Stored items:
──────────

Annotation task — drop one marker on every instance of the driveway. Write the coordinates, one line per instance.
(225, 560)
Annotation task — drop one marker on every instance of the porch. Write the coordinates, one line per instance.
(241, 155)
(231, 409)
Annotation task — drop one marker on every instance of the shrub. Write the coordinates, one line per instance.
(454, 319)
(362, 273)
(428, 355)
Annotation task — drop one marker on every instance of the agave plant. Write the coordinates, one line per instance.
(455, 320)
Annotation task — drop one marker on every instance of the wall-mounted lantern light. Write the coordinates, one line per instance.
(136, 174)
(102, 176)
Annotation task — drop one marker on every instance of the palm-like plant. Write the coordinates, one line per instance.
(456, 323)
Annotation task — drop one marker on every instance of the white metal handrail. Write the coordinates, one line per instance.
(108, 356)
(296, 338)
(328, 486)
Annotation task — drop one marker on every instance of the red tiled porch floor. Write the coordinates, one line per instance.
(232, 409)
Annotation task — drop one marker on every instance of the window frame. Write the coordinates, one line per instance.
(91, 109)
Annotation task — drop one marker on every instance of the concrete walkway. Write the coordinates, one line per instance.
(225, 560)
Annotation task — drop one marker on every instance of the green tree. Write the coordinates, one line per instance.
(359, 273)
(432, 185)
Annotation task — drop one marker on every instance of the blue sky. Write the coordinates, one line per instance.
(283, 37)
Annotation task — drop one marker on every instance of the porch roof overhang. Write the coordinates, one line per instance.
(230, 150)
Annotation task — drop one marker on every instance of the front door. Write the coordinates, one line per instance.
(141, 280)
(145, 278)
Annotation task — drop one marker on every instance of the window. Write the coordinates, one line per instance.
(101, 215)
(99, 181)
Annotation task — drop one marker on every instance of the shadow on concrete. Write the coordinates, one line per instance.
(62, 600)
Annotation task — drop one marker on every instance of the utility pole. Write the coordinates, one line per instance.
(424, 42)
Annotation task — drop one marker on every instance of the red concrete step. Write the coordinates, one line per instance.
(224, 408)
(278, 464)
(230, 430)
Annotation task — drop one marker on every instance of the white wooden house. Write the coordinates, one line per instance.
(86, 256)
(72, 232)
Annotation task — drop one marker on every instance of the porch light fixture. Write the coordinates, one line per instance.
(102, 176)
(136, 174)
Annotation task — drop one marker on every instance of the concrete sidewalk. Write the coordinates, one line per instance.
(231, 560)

──────────

- [What to work on]:
Repeat every record above exactly as it appears.

- [Output for this exercise]:
Annotation task — drop one marker on every instance of the driveway. Write the coordinates, one line per instance.
(225, 560)
Annotation task — drop one marker on every instance of the porch. Write the coordinates, one line per instance.
(241, 155)
(231, 409)
Annotation task — drop one marker on every instance of the shrub. Write the coordinates, one line per instance.
(454, 319)
(362, 273)
(428, 355)
Annotation task — drop one marker on every instance of the agave plant. Write the coordinates, one line per instance.
(455, 320)
Annotation task — drop one marker on every instance of the wall-mounted lantern light. Write the coordinates, one line per instance.
(136, 174)
(102, 176)
Annotation task — drop one marker on every instance of the palm-like plant. Write the coordinates, one line per instance.
(456, 323)
Annotation task — drop one marker on every instance of the white metal handrail. Write the coordinates, one line per instance.
(108, 356)
(296, 338)
(328, 486)
Annotation task — drop one marker on every instance of the red tiled porch floor. Write the coordinates, one line per instance.
(232, 409)
Annotation task — drop one marker on every instance of the window frame. Write the coordinates, one line per instance.
(91, 109)
Annotation task — drop one marker on every instance of the concrete walkway. Write the coordinates, one line per instance.
(225, 560)
Annotation task — drop one marker on every instance of the green tree. Write the coordinates, one line per instance.
(359, 273)
(432, 185)
Annotation task — drop one marker on every instance of the blue sky. Write the coordinates, one line per instance.
(283, 37)
Annotation task — drop one marker on every instance of the porch roof overhang. Write the coordinates, one line per instance.
(230, 150)
Annotation task — drop one marker on every instance of the front door. Write the coordinates, one line per instance.
(141, 280)
(145, 278)
Annotation task — drop one marker on every instance of the window. Write the coordinates, one line per instance.
(101, 215)
(99, 181)
Annotation task — drop one marker on every instance of the shadow on concrete. Write the coordinates, one line per instance.
(62, 600)
Annotation task — drop one marker on every instance of the utility pole. Write the coordinates, one line per instance.
(424, 42)
Annotation task — drop one marker on every instance of the red concrete step. Write the coordinates, one line per instance.
(224, 408)
(278, 464)
(230, 430)
Annotation task — drop one marker on every instance of the white wooden house. Write the coordinates, one line per instance.
(86, 256)
(72, 232)
Annotation task — drop one marker on every instance of the porch light fixture. Write the coordinates, one line per instance.
(102, 176)
(136, 174)
Annotation task — drop one marker on every instance of the concrete sidewalk. Write the coordinates, one line per instance.
(231, 560)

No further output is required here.